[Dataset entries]
-=-=-

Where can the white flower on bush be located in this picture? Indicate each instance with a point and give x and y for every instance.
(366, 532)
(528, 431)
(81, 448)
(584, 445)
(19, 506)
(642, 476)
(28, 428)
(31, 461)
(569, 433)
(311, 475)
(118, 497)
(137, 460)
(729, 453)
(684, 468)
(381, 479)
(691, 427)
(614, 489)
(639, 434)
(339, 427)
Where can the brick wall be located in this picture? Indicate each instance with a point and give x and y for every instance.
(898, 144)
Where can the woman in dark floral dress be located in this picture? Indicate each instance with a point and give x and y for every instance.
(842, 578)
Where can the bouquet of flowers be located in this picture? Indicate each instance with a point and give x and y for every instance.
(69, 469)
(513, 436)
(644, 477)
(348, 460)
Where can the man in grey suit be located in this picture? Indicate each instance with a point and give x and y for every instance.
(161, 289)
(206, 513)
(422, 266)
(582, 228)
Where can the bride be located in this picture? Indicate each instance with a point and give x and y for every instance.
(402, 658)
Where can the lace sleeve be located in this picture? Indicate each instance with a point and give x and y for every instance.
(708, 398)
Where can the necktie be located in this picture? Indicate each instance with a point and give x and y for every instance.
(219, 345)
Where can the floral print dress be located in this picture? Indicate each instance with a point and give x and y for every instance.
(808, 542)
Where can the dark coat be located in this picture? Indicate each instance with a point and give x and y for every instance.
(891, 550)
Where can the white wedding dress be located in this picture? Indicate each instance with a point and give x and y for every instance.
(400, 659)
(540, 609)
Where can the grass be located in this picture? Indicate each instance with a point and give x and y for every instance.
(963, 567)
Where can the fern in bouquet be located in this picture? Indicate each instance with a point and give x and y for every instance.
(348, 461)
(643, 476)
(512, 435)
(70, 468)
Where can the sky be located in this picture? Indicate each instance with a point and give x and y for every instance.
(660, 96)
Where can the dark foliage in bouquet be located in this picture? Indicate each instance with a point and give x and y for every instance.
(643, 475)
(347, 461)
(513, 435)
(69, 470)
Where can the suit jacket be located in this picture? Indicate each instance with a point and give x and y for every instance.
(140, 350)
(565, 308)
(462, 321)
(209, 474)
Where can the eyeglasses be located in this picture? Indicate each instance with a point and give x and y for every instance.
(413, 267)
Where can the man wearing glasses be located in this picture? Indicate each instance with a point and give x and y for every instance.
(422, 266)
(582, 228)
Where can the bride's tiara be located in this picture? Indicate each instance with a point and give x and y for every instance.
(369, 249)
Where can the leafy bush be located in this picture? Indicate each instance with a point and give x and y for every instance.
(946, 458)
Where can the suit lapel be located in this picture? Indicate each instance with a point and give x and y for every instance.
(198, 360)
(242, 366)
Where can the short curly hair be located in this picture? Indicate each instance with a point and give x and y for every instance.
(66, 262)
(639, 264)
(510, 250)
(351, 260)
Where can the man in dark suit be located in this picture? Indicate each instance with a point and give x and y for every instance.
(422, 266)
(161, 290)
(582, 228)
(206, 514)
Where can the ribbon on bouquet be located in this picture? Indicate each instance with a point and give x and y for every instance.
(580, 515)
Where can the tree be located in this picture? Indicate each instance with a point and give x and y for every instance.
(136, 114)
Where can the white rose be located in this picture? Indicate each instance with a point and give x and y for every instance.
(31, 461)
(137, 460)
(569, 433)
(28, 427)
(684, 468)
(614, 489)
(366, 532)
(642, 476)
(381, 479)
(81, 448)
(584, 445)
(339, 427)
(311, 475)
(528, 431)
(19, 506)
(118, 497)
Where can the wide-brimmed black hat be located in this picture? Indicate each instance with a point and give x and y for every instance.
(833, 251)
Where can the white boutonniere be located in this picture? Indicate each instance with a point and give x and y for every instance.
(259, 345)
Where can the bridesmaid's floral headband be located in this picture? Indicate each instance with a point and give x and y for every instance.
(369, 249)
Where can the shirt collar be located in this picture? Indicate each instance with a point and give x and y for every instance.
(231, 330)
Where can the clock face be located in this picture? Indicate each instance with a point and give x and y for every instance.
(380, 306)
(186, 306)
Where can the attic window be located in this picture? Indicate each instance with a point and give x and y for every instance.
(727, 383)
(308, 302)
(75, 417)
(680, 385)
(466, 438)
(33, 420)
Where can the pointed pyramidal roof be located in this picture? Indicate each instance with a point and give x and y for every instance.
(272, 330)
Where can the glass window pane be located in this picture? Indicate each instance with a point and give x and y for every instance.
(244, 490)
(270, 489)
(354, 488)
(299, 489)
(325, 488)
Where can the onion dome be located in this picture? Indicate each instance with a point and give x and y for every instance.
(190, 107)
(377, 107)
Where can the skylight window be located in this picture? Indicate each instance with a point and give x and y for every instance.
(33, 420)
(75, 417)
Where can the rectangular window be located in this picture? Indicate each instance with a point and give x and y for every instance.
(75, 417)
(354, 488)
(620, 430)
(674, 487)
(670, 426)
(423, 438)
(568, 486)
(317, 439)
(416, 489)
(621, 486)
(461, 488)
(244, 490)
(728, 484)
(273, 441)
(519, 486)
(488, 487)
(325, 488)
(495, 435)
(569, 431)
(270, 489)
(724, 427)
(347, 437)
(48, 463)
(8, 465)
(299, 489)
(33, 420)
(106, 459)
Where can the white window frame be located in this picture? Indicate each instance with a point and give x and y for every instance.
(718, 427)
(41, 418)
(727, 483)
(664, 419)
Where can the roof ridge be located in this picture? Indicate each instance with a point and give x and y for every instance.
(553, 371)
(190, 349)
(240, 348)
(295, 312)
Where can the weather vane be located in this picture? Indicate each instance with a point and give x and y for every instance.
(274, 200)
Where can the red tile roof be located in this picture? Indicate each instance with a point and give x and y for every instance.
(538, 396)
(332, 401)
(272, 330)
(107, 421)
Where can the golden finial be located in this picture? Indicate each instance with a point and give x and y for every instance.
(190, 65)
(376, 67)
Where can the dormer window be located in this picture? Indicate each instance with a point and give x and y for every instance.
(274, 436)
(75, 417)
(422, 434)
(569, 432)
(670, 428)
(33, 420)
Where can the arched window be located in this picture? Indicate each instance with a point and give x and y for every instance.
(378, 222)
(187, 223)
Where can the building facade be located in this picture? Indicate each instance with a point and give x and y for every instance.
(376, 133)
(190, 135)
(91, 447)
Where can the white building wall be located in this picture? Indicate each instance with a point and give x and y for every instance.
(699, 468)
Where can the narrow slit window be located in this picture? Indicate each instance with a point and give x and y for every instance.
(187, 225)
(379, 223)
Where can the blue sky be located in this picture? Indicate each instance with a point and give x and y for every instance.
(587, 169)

-=-=-

Task item:
Each entry above should be repeated exactly, with no line left out.

Solution to this exercise:
Where can the white flower on bush be located in this picture? Indicate each instance with a point and give x and y for every instance.
(366, 532)
(528, 431)
(81, 448)
(584, 445)
(19, 506)
(642, 476)
(28, 428)
(31, 461)
(569, 433)
(311, 475)
(118, 497)
(137, 460)
(729, 453)
(684, 468)
(381, 479)
(691, 427)
(614, 489)
(639, 434)
(339, 427)
Where can the brick wall be located in this picture? Indicate each instance with a point and give x and y for every instance.
(898, 144)
Where can the woman in dark floral dress be located in this picture? Indicate each instance with a point and give x and y for every instance.
(842, 578)
Where can the bouquet of flowers be located in this picture? Indicate each instance with a point and give x and y for every instance.
(69, 469)
(513, 436)
(644, 477)
(348, 460)
Where can the man in grey suit be located in this picture? Indicate each instance with a point and give x and y for every instance.
(161, 289)
(206, 513)
(422, 266)
(582, 228)
Where can the bride be located in this picture? Indicate each instance with a point and give x and y for every instance.
(402, 658)
Where can the lace sleeve be located in this picture? Indicate each instance with a point and give x and y for every instance.
(708, 398)
Where can the necktie be located in this picture? Indicate each instance with a point and give x and y for every instance.
(219, 345)
Where can the floral print dress be located in this picture? Indicate each instance with a point and give x and y for every instance.
(808, 542)
Where can the dark coat be located in this picture? Indicate each instance with a point and give x and y for every instance.
(891, 550)
Where can the white wedding dress be located in this picture? Indicate each instance with a point and give x and y for every instance.
(400, 659)
(540, 609)
Where can the grass be located in this picture? Indicate each instance with a point and give x and y for every instance.
(963, 567)
Where can the fern in bouquet be located in this picture? Indicate each instance with a point and give x and y for every instance.
(348, 461)
(643, 476)
(512, 435)
(70, 468)
Where can the sky be located in this picture? Indicate each instance with a point and give x and y for every instance.
(660, 96)
Where can the dark foliage in bouquet be located in this picture? Indicate each instance with a point and give x and y for every instance.
(643, 475)
(347, 461)
(513, 435)
(69, 470)
Where can the suit jacket be located in this picture? Indicate each instance with a point and give x and y for every instance.
(140, 350)
(565, 308)
(462, 321)
(209, 474)
Where can the eyeglasses be located in this picture? Indicate each instance with a point and give x and y for every instance.
(413, 267)
Where can the man wearing glasses be located in this picture? Indicate each instance with a point and give x and y for every instance.
(422, 266)
(582, 228)
Where can the bride's tiara be located in this picture? Indicate each instance with a point and give x and y for every instance.
(369, 249)
Where can the leafy bush be located in this picture? Indicate each instance with a point and give x and y for every instance.
(946, 458)
Where can the suit lapel be located in this picture? Indicate each instance with a point and give x and y for every instance.
(198, 360)
(242, 366)
Where can the short curly hair be located in this picture? Indicate each instance with a point and give x and y for every instance.
(66, 262)
(639, 264)
(510, 250)
(351, 260)
Where can the man in dark suit be located in this picture? Indicate each instance with a point and give x and y for every instance.
(422, 266)
(161, 290)
(582, 228)
(206, 514)
Where can the ribbon on bouquet be located in this picture? Indicate each instance with a point and give x and y for every instance.
(580, 515)
Where can the tree be located in this picture? Indicate each instance with a point and give x and y for every instance.
(136, 114)
Where can the white rose be located in this picture? Indicate each instance with a point and give x and y for every instance.
(31, 461)
(137, 460)
(569, 433)
(28, 427)
(684, 468)
(614, 489)
(366, 532)
(642, 476)
(381, 479)
(81, 448)
(584, 445)
(339, 427)
(311, 475)
(528, 431)
(19, 506)
(118, 497)
Where can the wide-brimmed black hat be located in this picture? Indicate each instance with a point and give x and y for every instance.
(833, 251)
Where can the white boutonniere be located in this picture? Indicate each instance with a point and give x and y for every instance.
(259, 345)
Where can the bridesmaid's floral headband be located in this picture? Indicate each instance with a point and give x and y for every instance.
(369, 249)
Where can the shirt collar be located in this picture? Indicate each instance with a point and give x and y for every instance.
(231, 330)
Where can the clock face be located in this picture? Indicate each instance with a point and give x and y for every instance.
(380, 306)
(186, 306)
Where can the attic window be located in this picture? Indicate each instance with a point and give x and y for every instance.
(727, 383)
(308, 302)
(75, 417)
(680, 385)
(466, 438)
(33, 420)
Where can the pointed pyramidal roof be located in this picture? Indicate each instance with a point and give x and y for every instance.
(272, 330)
Where can the glass window pane be located in this picture? Indicate each instance with a point and give x and y for every instance.
(244, 490)
(270, 489)
(354, 488)
(299, 489)
(325, 488)
Where can the onion dome be located in this picture? Indicate each instance with a point and give x and y for every instance.
(190, 107)
(377, 107)
Where can the skylight window be located in this picture? Indicate each instance with a point and give x and y for every instance.
(33, 420)
(75, 417)
Where can the rectangular window be located in this picture? Indicate each instance with a point and give x and y for every instance.
(75, 417)
(354, 488)
(620, 430)
(674, 487)
(670, 426)
(423, 438)
(568, 486)
(317, 439)
(416, 489)
(621, 486)
(461, 488)
(244, 490)
(728, 484)
(273, 441)
(519, 486)
(488, 487)
(325, 488)
(495, 435)
(569, 431)
(270, 489)
(724, 427)
(347, 437)
(48, 463)
(8, 465)
(299, 489)
(33, 420)
(106, 459)
Where can the white window frame be located in this picture? Indicate each instance with a point and give x and y for every instance.
(718, 427)
(41, 418)
(727, 483)
(664, 419)
Where can the roof ridge be located in this picture? Indicate each instance with a point and give x and y for every instance.
(553, 371)
(190, 349)
(240, 348)
(295, 312)
Where can the weather vane be located in this picture? Indicate each instance with a point and give x and y for every instance.
(274, 200)
Where can the red tile roof be located in this picture? Indicate each instance with a point and give x and y for every instance.
(538, 396)
(332, 401)
(272, 330)
(107, 421)
Where can the golden finial be located in this picture? Indicate each instance with a point and give x and y for every instance.
(190, 65)
(376, 67)
Where can the dormer window be located in this picture? Indicate each instance with a point and give x and y for every instance.
(274, 436)
(75, 417)
(422, 434)
(569, 432)
(670, 428)
(33, 420)
Where can the arched window be located in this picture? Indicate each instance with a point and give x and y for every instance.
(378, 222)
(187, 223)
Where can the building facade be located in this picture? Indicate each instance with a point and give x and y for every instance.
(376, 133)
(190, 135)
(91, 447)
Where can the white building wall be located in this picture? Indicate each instance with a point and give x and y for every instance.
(699, 468)
Where can the narrow slit window be located in this picture? Indicate each instance with a point and give x and y for every instance.
(187, 225)
(379, 223)
Where can the blue sky be located in this picture? Indicate each instance with a point and give x and y for every instance.
(587, 169)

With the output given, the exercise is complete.